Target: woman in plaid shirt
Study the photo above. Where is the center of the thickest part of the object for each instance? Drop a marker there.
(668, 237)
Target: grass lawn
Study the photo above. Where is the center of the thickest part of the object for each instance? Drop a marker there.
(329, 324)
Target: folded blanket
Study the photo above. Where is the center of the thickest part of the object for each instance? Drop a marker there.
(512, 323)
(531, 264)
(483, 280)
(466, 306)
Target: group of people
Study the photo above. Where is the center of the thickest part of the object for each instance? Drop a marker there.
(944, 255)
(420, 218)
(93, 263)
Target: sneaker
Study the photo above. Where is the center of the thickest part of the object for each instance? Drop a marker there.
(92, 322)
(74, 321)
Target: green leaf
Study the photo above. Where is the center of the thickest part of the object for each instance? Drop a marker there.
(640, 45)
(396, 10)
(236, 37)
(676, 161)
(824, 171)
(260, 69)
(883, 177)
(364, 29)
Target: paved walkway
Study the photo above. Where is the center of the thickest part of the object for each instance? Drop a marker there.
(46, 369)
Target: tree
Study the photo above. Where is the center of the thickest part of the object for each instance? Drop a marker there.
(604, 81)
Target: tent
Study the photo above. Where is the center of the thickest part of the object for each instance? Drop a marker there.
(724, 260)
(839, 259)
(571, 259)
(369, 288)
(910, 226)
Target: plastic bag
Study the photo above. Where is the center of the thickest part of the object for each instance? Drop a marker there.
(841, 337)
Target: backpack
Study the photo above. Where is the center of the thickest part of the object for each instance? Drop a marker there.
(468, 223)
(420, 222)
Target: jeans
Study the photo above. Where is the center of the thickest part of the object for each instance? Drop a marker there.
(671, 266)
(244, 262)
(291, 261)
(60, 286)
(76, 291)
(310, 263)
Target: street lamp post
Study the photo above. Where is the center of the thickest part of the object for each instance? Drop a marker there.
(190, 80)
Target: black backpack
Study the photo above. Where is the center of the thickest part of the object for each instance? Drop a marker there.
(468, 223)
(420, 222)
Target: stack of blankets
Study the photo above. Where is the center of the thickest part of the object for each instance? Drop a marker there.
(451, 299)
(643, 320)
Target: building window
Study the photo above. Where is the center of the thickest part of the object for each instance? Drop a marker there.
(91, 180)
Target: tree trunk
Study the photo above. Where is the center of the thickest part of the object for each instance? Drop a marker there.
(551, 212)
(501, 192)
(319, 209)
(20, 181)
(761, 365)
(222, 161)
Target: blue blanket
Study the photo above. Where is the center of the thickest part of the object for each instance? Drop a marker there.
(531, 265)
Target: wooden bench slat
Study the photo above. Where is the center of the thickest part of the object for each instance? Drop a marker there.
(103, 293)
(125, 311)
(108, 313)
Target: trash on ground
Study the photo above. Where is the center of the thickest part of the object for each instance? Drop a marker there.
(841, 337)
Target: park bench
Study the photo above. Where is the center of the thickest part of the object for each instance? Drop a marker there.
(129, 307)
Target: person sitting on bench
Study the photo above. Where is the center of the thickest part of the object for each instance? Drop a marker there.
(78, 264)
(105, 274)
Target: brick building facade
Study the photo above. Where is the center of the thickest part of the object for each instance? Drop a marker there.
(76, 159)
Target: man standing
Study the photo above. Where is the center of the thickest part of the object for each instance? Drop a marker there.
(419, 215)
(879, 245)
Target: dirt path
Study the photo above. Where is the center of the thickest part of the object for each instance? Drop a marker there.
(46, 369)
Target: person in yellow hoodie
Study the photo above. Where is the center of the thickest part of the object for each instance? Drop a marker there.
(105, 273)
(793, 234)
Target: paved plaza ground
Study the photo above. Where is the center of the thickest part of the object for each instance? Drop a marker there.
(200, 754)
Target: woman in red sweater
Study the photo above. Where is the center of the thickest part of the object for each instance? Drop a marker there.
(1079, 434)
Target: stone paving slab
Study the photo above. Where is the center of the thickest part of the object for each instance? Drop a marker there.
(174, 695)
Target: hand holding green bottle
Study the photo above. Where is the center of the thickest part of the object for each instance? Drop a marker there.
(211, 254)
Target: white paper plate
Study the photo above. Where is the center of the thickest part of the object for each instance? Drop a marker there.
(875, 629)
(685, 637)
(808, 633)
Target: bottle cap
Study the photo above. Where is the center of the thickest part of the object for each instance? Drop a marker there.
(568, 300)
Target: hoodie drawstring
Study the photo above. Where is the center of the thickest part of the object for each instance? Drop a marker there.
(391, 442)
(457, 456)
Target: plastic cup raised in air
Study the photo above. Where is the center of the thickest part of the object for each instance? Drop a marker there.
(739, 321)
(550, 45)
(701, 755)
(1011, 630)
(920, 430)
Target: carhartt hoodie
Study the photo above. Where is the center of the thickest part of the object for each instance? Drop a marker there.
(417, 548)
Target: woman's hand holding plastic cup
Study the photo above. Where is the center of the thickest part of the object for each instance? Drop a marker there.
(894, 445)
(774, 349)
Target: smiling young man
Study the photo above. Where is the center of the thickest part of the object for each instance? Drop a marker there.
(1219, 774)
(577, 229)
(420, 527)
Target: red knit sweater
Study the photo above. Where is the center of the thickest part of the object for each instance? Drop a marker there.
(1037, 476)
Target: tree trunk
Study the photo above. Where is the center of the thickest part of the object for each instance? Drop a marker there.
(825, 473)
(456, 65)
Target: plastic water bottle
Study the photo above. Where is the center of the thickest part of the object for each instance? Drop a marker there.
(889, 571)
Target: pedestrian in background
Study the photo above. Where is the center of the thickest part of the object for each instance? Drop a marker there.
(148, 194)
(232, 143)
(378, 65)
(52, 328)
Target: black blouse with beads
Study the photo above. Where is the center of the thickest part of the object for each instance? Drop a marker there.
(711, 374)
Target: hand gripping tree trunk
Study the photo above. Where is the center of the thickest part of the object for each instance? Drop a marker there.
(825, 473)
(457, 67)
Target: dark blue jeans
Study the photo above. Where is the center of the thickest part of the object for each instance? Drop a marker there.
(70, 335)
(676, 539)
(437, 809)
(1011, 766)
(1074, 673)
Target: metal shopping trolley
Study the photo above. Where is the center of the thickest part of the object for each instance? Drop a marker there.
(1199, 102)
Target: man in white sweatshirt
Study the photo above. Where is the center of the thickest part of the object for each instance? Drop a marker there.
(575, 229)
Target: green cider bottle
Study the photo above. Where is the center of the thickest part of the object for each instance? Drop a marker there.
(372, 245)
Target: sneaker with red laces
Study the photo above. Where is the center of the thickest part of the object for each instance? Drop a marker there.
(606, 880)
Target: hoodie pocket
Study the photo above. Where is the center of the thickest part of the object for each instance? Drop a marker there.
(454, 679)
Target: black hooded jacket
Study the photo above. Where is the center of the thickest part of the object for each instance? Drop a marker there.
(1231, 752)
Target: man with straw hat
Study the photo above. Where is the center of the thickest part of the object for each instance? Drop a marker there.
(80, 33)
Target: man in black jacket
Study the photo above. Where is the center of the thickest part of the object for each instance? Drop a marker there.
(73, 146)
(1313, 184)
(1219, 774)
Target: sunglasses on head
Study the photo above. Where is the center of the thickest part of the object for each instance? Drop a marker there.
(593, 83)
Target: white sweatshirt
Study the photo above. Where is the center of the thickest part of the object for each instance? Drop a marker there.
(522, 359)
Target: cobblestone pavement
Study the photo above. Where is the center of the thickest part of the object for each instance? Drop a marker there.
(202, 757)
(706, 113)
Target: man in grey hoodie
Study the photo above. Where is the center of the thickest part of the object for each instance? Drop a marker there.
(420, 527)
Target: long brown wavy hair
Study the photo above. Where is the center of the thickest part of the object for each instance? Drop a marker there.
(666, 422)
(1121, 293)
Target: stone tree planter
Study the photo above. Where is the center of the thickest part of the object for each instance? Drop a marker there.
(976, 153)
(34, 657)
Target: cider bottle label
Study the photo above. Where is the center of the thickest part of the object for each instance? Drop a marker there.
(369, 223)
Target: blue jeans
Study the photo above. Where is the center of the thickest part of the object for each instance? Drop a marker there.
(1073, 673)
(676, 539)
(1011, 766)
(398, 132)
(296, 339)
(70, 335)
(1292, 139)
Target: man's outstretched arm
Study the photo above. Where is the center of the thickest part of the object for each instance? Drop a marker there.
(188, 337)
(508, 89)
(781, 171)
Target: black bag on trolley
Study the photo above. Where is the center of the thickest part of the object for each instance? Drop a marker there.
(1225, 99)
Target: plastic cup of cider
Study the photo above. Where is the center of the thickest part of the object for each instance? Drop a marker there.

☆ ☆ ☆

» GOAL OF THE EXERCISE
From the records, copy out each line that includes the string "sweatshirt".

» RESPONSE
Target: man in white sweatshirt
Target: white sweatshirt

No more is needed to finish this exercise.